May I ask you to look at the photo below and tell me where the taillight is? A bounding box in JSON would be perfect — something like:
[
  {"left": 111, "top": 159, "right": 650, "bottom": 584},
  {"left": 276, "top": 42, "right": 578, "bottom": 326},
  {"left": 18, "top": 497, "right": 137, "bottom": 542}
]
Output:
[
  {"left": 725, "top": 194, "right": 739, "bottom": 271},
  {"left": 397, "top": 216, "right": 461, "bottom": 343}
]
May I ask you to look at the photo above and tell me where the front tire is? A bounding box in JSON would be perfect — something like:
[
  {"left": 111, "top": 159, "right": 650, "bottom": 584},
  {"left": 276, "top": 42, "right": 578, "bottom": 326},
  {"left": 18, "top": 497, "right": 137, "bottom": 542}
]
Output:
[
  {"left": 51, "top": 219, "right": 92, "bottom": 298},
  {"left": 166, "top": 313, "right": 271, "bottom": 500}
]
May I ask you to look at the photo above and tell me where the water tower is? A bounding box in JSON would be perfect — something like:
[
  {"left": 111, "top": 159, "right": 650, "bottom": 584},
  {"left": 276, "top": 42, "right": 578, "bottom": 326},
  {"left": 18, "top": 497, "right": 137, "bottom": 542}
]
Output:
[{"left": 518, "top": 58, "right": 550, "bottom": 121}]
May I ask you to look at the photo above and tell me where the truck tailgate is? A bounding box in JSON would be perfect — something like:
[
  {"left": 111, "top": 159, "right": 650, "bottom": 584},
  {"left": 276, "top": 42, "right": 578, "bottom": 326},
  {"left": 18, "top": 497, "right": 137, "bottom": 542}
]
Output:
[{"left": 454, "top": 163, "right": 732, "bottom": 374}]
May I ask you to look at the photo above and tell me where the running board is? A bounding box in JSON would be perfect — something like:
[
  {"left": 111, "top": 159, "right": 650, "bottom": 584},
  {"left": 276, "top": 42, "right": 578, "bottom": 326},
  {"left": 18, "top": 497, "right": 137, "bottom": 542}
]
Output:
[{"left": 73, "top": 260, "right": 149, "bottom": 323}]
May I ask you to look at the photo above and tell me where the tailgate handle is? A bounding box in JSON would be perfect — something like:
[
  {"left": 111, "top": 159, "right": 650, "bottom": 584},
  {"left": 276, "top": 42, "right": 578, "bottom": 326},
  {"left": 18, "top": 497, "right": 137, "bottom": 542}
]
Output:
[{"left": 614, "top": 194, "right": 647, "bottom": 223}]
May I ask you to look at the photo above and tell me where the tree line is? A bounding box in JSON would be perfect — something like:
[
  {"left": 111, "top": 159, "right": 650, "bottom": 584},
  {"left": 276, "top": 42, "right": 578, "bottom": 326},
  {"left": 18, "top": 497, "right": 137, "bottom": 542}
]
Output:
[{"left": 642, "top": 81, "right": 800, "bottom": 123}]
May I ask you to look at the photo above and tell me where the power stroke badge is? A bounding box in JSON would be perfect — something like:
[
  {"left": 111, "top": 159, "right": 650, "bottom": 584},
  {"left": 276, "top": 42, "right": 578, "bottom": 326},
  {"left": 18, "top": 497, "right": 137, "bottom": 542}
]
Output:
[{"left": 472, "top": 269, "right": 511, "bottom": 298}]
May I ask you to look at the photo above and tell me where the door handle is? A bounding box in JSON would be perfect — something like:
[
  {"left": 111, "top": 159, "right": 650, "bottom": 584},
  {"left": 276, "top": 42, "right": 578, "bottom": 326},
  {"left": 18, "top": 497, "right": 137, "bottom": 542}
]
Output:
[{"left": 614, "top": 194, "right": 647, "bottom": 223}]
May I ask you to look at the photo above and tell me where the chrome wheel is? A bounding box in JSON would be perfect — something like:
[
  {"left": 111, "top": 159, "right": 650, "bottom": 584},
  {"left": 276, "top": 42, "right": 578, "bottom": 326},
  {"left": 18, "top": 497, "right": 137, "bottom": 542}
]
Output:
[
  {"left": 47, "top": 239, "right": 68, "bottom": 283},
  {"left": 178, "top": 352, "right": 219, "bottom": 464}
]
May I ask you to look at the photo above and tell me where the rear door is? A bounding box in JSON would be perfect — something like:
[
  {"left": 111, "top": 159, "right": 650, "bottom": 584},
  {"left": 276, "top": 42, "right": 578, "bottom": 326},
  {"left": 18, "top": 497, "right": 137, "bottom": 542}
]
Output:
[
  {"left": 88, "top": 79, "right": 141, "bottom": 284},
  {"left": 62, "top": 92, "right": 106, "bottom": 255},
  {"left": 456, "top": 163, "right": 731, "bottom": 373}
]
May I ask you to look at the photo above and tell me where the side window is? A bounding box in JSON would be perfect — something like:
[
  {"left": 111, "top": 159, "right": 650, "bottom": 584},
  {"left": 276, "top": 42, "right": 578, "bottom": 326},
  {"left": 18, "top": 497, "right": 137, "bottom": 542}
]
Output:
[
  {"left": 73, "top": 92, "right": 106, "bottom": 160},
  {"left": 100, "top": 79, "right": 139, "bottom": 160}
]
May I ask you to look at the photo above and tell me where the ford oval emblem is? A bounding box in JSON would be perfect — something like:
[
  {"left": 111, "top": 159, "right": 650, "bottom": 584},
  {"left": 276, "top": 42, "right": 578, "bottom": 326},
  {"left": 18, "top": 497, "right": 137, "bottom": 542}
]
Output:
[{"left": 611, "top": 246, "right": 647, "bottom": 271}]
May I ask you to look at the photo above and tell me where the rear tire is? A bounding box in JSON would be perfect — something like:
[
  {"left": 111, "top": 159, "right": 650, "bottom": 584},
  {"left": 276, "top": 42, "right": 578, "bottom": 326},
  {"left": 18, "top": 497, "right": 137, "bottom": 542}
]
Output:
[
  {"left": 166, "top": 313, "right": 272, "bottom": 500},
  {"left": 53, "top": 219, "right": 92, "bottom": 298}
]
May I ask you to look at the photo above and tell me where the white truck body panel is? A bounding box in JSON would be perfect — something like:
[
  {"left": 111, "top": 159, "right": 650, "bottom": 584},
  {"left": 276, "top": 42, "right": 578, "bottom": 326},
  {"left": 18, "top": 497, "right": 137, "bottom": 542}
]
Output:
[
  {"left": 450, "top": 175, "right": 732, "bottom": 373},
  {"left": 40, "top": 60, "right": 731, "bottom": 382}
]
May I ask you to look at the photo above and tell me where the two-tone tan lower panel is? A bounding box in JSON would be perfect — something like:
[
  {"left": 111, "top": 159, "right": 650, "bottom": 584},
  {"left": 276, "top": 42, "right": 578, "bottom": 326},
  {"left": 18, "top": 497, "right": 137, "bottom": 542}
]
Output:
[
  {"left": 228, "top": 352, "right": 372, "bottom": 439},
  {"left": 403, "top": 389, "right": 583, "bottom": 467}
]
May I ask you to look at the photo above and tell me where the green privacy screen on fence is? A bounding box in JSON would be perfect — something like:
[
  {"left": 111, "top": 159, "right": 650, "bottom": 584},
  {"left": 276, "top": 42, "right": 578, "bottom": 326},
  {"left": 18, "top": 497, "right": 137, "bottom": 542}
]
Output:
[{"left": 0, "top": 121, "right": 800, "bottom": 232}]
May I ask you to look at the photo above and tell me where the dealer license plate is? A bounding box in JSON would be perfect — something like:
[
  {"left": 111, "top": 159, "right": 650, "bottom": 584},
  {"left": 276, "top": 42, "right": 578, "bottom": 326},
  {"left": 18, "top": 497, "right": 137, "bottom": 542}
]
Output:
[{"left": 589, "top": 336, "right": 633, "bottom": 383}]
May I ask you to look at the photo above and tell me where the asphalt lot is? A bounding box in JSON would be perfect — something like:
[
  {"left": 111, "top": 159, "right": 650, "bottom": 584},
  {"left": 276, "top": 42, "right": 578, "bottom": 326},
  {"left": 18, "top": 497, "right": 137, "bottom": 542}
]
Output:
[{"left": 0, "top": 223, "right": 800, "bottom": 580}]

:::::

> Written task
Copy the records above exactly, starting at the line that contains "where the dealer" and ending at the final line of the records.

> Worked answer
May I ask you to look at the photo above and tell me where the dealer license plate is? A bounding box in JSON would be perfect — something like:
[
  {"left": 111, "top": 159, "right": 650, "bottom": 584},
  {"left": 276, "top": 42, "right": 578, "bottom": 326},
  {"left": 18, "top": 497, "right": 137, "bottom": 542}
]
Output:
[{"left": 589, "top": 336, "right": 633, "bottom": 383}]
May I ask you to look at the photo above and tell me where the asphalt lot is? A bounding box in JSON would be perfect — something like:
[
  {"left": 111, "top": 159, "right": 650, "bottom": 584},
  {"left": 276, "top": 42, "right": 578, "bottom": 326},
  {"left": 18, "top": 497, "right": 137, "bottom": 542}
]
Output:
[{"left": 0, "top": 223, "right": 800, "bottom": 580}]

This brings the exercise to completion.